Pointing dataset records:
● ● ● ●
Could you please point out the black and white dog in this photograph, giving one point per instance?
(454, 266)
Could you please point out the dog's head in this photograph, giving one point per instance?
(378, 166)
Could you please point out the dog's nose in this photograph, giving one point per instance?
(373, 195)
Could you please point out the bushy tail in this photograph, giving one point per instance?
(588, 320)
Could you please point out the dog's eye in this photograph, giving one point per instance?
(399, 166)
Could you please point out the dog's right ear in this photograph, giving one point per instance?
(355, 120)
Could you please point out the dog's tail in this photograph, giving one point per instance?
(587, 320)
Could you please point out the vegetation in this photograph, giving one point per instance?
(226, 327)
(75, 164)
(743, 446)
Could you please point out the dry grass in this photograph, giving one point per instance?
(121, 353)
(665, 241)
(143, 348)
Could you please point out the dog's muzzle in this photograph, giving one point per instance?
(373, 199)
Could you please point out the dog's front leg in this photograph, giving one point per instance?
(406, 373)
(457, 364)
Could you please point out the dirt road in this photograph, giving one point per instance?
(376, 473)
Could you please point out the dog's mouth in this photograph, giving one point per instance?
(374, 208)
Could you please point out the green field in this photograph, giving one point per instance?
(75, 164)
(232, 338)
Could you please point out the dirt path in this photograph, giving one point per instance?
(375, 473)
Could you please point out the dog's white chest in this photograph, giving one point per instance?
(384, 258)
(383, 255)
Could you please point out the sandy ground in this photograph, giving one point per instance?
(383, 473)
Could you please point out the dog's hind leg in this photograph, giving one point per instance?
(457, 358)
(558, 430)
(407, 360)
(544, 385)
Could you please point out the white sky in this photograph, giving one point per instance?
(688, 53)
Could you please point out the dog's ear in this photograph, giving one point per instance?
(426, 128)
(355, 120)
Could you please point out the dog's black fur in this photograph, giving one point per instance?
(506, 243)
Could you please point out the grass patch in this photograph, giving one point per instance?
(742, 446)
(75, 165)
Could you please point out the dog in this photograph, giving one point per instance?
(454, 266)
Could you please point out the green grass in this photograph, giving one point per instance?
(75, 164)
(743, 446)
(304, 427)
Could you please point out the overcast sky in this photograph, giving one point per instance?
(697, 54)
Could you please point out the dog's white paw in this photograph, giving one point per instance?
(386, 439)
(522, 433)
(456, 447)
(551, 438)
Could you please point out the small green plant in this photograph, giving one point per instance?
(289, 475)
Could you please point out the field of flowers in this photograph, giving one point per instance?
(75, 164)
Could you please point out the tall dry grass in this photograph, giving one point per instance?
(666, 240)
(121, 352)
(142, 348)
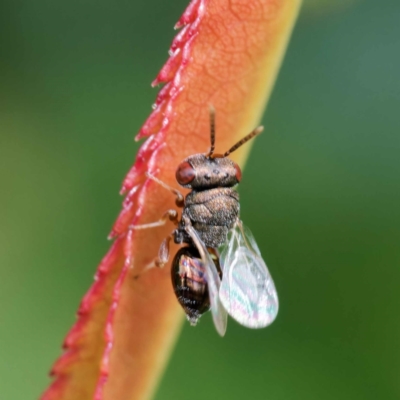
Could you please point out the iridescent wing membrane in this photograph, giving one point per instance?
(218, 312)
(247, 290)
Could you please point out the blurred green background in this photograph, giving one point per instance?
(321, 193)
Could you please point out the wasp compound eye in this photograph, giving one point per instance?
(238, 173)
(185, 173)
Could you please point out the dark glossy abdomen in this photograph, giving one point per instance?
(189, 283)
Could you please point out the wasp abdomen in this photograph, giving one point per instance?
(189, 283)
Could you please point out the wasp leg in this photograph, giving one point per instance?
(171, 215)
(162, 259)
(180, 200)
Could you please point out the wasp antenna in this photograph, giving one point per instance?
(241, 142)
(212, 130)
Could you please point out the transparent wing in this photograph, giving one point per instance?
(247, 290)
(219, 314)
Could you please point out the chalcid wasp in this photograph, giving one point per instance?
(220, 268)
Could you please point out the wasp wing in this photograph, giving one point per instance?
(247, 290)
(219, 314)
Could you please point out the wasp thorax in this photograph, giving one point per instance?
(201, 172)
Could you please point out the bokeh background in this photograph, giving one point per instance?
(321, 192)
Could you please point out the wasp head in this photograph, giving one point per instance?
(206, 171)
(202, 171)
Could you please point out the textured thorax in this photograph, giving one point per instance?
(212, 213)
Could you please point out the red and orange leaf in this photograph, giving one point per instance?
(227, 54)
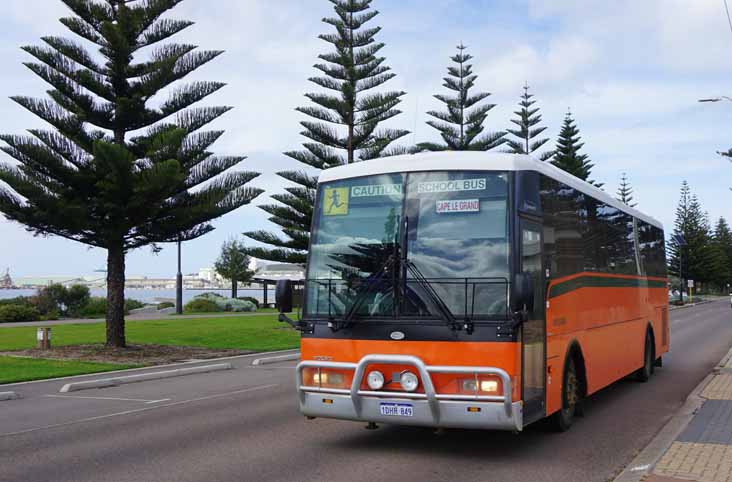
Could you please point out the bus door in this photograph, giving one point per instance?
(533, 330)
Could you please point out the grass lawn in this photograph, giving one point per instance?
(257, 333)
(25, 369)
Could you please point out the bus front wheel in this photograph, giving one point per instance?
(562, 420)
(644, 373)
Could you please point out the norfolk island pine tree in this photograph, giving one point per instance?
(525, 139)
(461, 125)
(345, 127)
(115, 173)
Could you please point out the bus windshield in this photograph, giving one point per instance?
● ● ● ●
[Aim] Please format every line of the records above as a numbered list, skipping blank lines, and leave the pictures out of your answer.

[Problem solution]
1. Could you please point out the black and white dog in this photograph, giving one point per instance?
2. (454, 266)
3. Could you please point out the dog's head in this photograph, giving one point per instance?
4. (378, 166)
5. Could you please point out the dog's nose in this photograph, giving one point per instance?
6. (373, 195)
7. Could you please point out the bushy tail in this photograph, giving one point per instance?
8. (588, 320)
9. Could you please point out the dog's eye in this photograph, giving one point per instance?
10. (399, 166)
11. Could you please point out the dog's right ear in this photograph, giving one point per instance?
12. (355, 120)
13. Could you please point out the dog's tail in this photograph, giving one point per instance?
14. (587, 320)
15. Could you please point out the vegetation in this photograph, giving one point per instance?
16. (226, 327)
17. (75, 164)
18. (743, 446)
19. Could you please point out the dry grass in this photograph, giving one point per instance?
20. (121, 353)
21. (665, 241)
22. (143, 348)
23. Could you please point out the dog's muzzle in this photograph, giving one point per instance?
24. (373, 199)
25. Could you please point out the dog's front leg in this photograph, giving one point per instance?
26. (406, 373)
27. (457, 364)
28. Could you please point out the dirt road in this photograph, giving one point per instance?
29. (376, 473)
30. Could you please point out the dog's mouth in this photograph, giving one point per instance?
31. (374, 208)
32. Could you please point out the green field in this photograph, giving one point per instance?
33. (75, 164)
34. (232, 338)
35. Could you please point out the dirt path in this photograph, giving one point per instance?
36. (375, 473)
37. Could you please point out the dog's white chest in this photograph, giving one point per instance?
38. (384, 258)
39. (383, 255)
40. Could you please point out the sandy ground in this photograph, giving one point per instance?
41. (383, 473)
42. Could you please point out the dog's hind leg in this photograph, giving one point per instance?
43. (457, 358)
44. (558, 430)
45. (407, 360)
46. (544, 385)
47. Could you please point out the white sky in this photograph, giving one point per instance?
48. (688, 53)
49. Could you please point out the dog's ear in this photograph, giving one point per instance?
50. (426, 128)
51. (355, 120)
52. Could you please point out the dog's black fur in this photograph, giving one point per instance?
53. (506, 243)
54. Could you please point out the grass patch in this photograph, giving one point per instance?
55. (742, 446)
56. (75, 165)
57. Could you please point out the dog in this photograph, giving one point per instance?
58. (454, 266)
59. Could you please point out the green grass in this photograph, giving one point per instance?
60. (75, 164)
61. (743, 446)
62. (304, 427)
63. Could you please point out the overcast sky in this photograph, giving one point per instance?
64. (697, 54)
65. Could you please point out the dog's white paw in this photograph, giving one point per instance?
66. (386, 439)
67. (522, 433)
68. (456, 447)
69. (551, 438)
70. Could you please point out the small green plant in this photograph, giving one point per instance?
71. (289, 475)
72. Could you please point out the field of flowers in this photograph, giving one point per instance?
73. (75, 164)
74. Could you please point out the tall dry grass in this photograph, giving one point per instance?
75. (666, 240)
76. (121, 352)
77. (142, 348)
78. Could you please point out the iridescent wing membrane in this photograph, giving one point per instance?
79. (218, 312)
80. (247, 290)
81. Could you please point out the blurred green background in this photograph, giving one point per instance?
82. (321, 193)
83. Could you please point out the wasp compound eye in this photograph, giving one point per instance?
84. (238, 173)
85. (185, 173)
86. Could you please point out the dark glossy abdomen in this photograph, giving one point per instance?
87. (189, 283)
88. Could you please point out the wasp abdomen in this photograph, giving one point per instance?
89. (189, 283)
90. Could you please point out the wasp leg in this photograph, giving one point per instance?
91. (171, 215)
92. (162, 259)
93. (180, 200)
94. Could you please point out the wasp antenna in this photograph, giving one point per instance?
95. (241, 142)
96. (212, 130)
97. Could you please point out the transparent wing in this photograph, giving one point per instance?
98. (247, 290)
99. (219, 314)
100. Could you please point out the chalcid wasp in this photograph, giving one point per instance?
101. (220, 268)
102. Could you please point out the wasp wing in this photograph, giving one point per instance?
103. (247, 290)
104. (219, 314)
105. Could you please point out the wasp thorax in this photograph, giving one point per instance?
106. (201, 172)
107. Could you please point out the bokeh background in this photograph, giving one point per instance?
108. (321, 192)
109. Could you please point out the wasp head in this photograph, giving one point per instance?
110. (206, 171)
111. (202, 171)
112. Could you please point out the textured thorax in this photograph, giving one point per instance?
113. (212, 213)
114. Could you please point out the red and orange leaf in this photograph, giving one point per instance?
115. (227, 54)
116. Could you please point out the bus door in this photograph, giving one point per instance?
117. (533, 330)
118. Could you please point out the grass lawn in this photograph, giving one point per instance?
119. (257, 333)
120. (25, 369)
121. Could you please point out the bus front wheel in this photograph, giving one point per instance?
122. (562, 420)
123. (644, 373)
124. Could you please point out the norfolk island pine tree in this photograph, giving one point per instance?
125. (525, 139)
126. (461, 125)
127. (345, 127)
128. (115, 173)
129. Could you please point out the bus windshield in this photograph, giving one point per instance?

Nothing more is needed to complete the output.